§ Selected excerpt
○ ○ ○ ○ ○ ○ ○
A well-written, cogent, and concise argument that demonstrates ways to cope with the changing marketing landscape.


Marketing For Tomorrow, Not Yesterday


A longtime marketing practitioner challenges his colleagues to adjust to a new economy in this nonfiction book.

In this manifesto directed at chief marketing officers, Raj (Brand Rituals, 2012) suggests that marketing has evolved from the “Attention Economy” to the “Information Economy” to what he calls the “Insight Economy.” This, he writes, “requires us to translate and transform the huge amount of information…in order to find new avenues for growth by leveraging powerful and compelling insights that help us serve our customers’ real needs.” According to Raj, the CMO can no longer be a specialist in one area; rather, he or she must embrace the notion of becoming a “Marketing Decathlete” who’s proficient in 10 specific marketing fields, such as “strategic ability,” “innovative mindset,” “engagement focus,” and “deliver[ing] on equity.” As Raj explains these, he compellingly debunks some common modern marketing perceptions; for example, despite the current excitement about big data and microsegmentation, Raj cautions that “you can’t let yourself get so caught up in rhetoric that you forget what problem you’re really trying to solve.” Similarly, he says that chief executive officers and boards enamored with new technologies are just “becoming enablers of fragmentation”; as a result, he says, CMOs often chase “numerous experiments going nowhere.” Social media isn’t safe from the author’s detailed critique, either; he offers several examples of how consumer reactions on social media have contributed to negative perceptions of brands that “lower the bottom line.” Interestingly, Raj writes that he believes in returning to an age-old concept: focusing on the needs of one’s best customers. The optimum model for successful marketing, he writes, is “the TRL model…Trust, Respect and Loyalty.” Although the book poses no detailed solutions, CMOs who heed the book’s advice will, at the very least, take solace that the upheaval they’re witnessing is widespread.
○ ○ ○ ○ ○ ○ ○
§ Information supplied
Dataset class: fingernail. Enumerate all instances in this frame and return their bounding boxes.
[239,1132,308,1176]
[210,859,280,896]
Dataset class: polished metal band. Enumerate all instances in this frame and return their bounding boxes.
○ ○ ○ ○ ○ ○ ○
§ Challenge 1
Summarize the marketing book review in two sentences.
§ Challenge 2
From the marketing book review, write out the passage starting with "A well-written, cogent, and" and going on through "this nonfiction book.".

§ Correct result 1
The review describes a nonfiction book in which Raj urges chief marketing officers to adjust to what he calls the "Insight Economy" by becoming "Marketing Decathletes" skilled in 10 fields, and in which he pushes back on excitement over big data, new technologies and social media. It notes that he favors focusing on one's best customers through a "Trust, Respect and Loyalty" model, and that the book offers no detailed solutions but may reassure CMOs that the upheaval they see is widespread.

§ Correct result 2
A well-written, cogent, and concise argument that demonstrates ways to cope with the changing marketing landscape.


Marketing For Tomorrow, Not Yesterday


A longtime marketing practitioner challenges his colleagues to adjust to a new economy in this nonfiction book.